(THE TASK) Could you write the entries out again, exactly as they are?

(RECORDS TO USE)
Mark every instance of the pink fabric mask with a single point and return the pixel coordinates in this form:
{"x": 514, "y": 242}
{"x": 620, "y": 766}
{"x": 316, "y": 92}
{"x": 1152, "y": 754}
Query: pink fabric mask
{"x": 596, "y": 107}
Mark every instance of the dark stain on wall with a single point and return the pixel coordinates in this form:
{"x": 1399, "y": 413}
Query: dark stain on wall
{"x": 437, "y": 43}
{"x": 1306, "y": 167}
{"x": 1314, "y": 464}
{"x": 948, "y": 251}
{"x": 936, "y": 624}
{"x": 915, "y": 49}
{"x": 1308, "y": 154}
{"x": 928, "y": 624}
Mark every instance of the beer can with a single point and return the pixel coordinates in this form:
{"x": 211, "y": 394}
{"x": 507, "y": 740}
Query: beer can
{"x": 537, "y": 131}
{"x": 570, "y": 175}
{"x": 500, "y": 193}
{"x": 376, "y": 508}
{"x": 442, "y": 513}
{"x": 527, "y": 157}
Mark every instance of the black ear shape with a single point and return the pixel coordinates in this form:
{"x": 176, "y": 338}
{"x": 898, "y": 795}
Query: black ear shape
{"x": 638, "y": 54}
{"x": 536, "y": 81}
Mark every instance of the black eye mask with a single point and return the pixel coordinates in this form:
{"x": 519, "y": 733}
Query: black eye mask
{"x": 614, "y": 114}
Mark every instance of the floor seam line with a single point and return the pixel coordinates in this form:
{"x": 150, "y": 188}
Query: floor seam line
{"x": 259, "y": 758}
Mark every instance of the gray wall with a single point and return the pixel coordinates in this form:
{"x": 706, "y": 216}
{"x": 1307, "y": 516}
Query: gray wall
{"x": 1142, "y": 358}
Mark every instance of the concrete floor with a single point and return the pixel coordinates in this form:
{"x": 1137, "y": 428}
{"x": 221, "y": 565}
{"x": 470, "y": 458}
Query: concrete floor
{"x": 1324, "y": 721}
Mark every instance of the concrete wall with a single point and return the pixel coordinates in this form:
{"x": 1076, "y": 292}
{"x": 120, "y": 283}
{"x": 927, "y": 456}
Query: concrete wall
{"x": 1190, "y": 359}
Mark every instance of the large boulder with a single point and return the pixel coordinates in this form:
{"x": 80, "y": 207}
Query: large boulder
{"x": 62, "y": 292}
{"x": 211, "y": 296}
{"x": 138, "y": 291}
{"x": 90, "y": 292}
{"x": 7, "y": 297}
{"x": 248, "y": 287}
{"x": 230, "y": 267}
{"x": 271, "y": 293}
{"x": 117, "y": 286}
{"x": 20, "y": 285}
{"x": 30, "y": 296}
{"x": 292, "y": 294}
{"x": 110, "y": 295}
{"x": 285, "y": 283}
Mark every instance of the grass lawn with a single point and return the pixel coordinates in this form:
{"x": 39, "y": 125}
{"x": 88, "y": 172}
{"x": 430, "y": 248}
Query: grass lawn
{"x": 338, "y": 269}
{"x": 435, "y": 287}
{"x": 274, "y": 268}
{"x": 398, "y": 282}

(YOUR SOLUTION)
Mark every instance of the pink fabric mask with a single point and return the pixel coordinates in this form:
{"x": 514, "y": 242}
{"x": 620, "y": 766}
{"x": 316, "y": 92}
{"x": 1152, "y": 754}
Query: pink fabric mask
{"x": 596, "y": 107}
Mark every instance of the dark stain on wall with a single point and return the pixel coordinates in this form:
{"x": 1399, "y": 413}
Query: dark stain on wall
{"x": 437, "y": 43}
{"x": 1306, "y": 167}
{"x": 1314, "y": 464}
{"x": 948, "y": 251}
{"x": 936, "y": 624}
{"x": 915, "y": 49}
{"x": 1308, "y": 154}
{"x": 928, "y": 624}
Mark every instance of the beer can with a single point and return the pixel coordinates in this form:
{"x": 211, "y": 394}
{"x": 507, "y": 740}
Query: beer can
{"x": 537, "y": 131}
{"x": 570, "y": 175}
{"x": 500, "y": 193}
{"x": 376, "y": 508}
{"x": 442, "y": 513}
{"x": 527, "y": 157}
Mark every instance of the black ear shape with a single point and return the pixel coordinates in this form:
{"x": 176, "y": 338}
{"x": 898, "y": 795}
Query: black ear shape
{"x": 638, "y": 54}
{"x": 536, "y": 81}
Mark every instance of the black eye mask with a single point and return the pixel coordinates in this form:
{"x": 519, "y": 733}
Query: black eye mask
{"x": 614, "y": 114}
Mark every instance of the floor seam line with a single point and return the pixel coordinates in this form:
{"x": 150, "y": 188}
Query: floor seam line
{"x": 259, "y": 758}
Mark every instance of the gray wall with a single point and return the pixel coordinates in this form:
{"x": 706, "y": 216}
{"x": 1307, "y": 516}
Query: gray wall
{"x": 1142, "y": 358}
Mark every instance of the concrete floor with a single point and return the pixel coordinates in this form:
{"x": 1137, "y": 428}
{"x": 221, "y": 565}
{"x": 470, "y": 458}
Query: concrete floor
{"x": 1324, "y": 721}
Mark every instance of the concrete wall with a single point and return the pixel coordinates in this form:
{"x": 1076, "y": 292}
{"x": 120, "y": 283}
{"x": 927, "y": 456}
Query: concrete wall
{"x": 1190, "y": 359}
Mark every instance of the large boulder with a single point and return the pixel coordinates in this form:
{"x": 80, "y": 207}
Query: large boulder
{"x": 62, "y": 292}
{"x": 211, "y": 296}
{"x": 138, "y": 291}
{"x": 90, "y": 292}
{"x": 7, "y": 297}
{"x": 248, "y": 287}
{"x": 230, "y": 267}
{"x": 271, "y": 293}
{"x": 117, "y": 286}
{"x": 20, "y": 285}
{"x": 30, "y": 296}
{"x": 292, "y": 294}
{"x": 110, "y": 295}
{"x": 285, "y": 283}
Mark every instance of the grass lawn with a single point and return the pixel coordinates in this form:
{"x": 39, "y": 125}
{"x": 88, "y": 172}
{"x": 430, "y": 248}
Query: grass lawn
{"x": 338, "y": 269}
{"x": 435, "y": 287}
{"x": 274, "y": 268}
{"x": 398, "y": 282}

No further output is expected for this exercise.